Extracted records
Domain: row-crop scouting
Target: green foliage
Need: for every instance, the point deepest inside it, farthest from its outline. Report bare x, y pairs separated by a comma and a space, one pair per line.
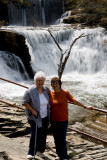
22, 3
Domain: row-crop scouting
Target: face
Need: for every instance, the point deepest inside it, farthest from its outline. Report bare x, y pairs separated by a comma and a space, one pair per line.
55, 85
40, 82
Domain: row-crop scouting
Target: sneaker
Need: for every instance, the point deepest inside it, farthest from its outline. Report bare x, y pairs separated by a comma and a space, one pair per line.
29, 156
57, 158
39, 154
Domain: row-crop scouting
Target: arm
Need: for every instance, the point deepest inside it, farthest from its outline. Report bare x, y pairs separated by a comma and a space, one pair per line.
--
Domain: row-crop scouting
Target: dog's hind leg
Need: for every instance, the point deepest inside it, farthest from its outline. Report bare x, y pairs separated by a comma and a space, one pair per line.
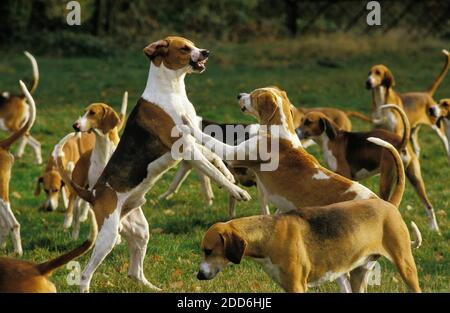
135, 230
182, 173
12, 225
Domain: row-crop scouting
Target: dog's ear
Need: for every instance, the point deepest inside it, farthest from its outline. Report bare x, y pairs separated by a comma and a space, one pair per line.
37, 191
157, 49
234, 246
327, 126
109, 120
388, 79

## DIRECTIONS
Look above for the line containing "Target: face" and the line containing "Target: arm". Transcribe both, with the lines between them, exactly.

## WRITTEN RESPONSE
Target: face
Need: for every instance, the point deepest inside it, farthest from its outline. Report bare x, y pairs separated by a comma and a space, one pair per line.
55, 85
40, 82
Domain: row-crop scouting
Target: sneaker
Need: for every instance, the point deepest inside it, farthest from its outline. Report bare x, y pairs separated by a comma and a space, one pair per line.
29, 156
57, 158
39, 154
Domain: row-crop scouting
Target: arm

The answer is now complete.